_WORK INSTRUCTIONS_.
Reproduce every line of the records below verbatim, with nothing changed or left out.

Rows from a segmentation dataset:
--- Begin ---
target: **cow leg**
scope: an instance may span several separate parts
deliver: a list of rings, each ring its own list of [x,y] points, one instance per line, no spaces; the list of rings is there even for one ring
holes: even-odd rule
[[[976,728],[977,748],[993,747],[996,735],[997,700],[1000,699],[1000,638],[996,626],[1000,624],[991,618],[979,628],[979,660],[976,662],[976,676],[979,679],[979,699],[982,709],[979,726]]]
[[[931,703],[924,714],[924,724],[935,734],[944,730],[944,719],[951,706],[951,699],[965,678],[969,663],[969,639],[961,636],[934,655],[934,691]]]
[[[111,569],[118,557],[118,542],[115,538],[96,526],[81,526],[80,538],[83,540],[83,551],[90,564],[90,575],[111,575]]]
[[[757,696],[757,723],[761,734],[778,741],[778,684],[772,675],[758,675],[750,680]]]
--- End ---
_RESULT FOR THIS TASK_.
target: **cow leg**
scope: an instance may span several separate parts
deliver: a list of rings, each ring its own list of [x,y] points, one instance per line, no spaces; the list of rings is there even for one ring
holes: even-odd rule
[[[976,728],[977,748],[993,747],[996,735],[997,700],[1000,699],[1000,638],[996,626],[1000,624],[991,618],[979,628],[979,660],[976,662],[976,676],[979,679],[979,699],[982,709],[979,726]]]
[[[931,703],[924,714],[924,724],[935,734],[944,730],[944,719],[951,706],[951,699],[965,678],[969,663],[969,639],[961,636],[934,655],[934,691]]]
[[[111,569],[118,557],[118,542],[115,538],[96,526],[81,526],[80,538],[83,540],[83,551],[90,564],[90,575],[111,575]]]
[[[757,696],[757,723],[761,734],[778,741],[778,684],[772,675],[758,675],[750,680]]]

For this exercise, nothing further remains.